What you should do |
Copy out the stretch of rows from the line containing "[point] bar stool" through the end of the rows, character for character, and nothing else.
§ §
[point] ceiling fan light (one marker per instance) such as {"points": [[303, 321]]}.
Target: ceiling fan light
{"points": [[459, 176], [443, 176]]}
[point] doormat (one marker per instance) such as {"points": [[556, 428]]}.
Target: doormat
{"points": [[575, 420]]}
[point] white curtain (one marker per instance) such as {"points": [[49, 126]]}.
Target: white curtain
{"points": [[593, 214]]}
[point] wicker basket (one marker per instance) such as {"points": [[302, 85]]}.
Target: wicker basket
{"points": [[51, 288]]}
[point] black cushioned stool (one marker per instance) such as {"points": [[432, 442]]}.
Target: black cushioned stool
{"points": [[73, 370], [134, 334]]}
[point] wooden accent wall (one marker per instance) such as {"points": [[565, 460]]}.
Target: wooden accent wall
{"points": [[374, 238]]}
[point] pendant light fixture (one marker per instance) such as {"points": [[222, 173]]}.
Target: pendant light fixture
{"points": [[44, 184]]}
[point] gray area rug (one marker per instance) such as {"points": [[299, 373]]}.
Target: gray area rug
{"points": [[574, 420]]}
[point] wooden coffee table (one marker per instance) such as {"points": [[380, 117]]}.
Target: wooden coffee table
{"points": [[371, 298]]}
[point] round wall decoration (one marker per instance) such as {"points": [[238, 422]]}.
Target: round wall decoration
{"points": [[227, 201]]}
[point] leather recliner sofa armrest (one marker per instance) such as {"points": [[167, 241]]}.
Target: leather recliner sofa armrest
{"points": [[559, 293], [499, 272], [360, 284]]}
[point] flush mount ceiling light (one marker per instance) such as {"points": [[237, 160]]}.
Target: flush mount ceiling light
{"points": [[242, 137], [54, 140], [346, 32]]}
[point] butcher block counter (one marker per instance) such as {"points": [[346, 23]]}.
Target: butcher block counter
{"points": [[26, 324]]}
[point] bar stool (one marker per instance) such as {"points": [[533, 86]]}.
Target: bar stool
§ §
Complete response |
[point] bar stool (one marker per instance) such as {"points": [[533, 86]]}.
Target: bar stool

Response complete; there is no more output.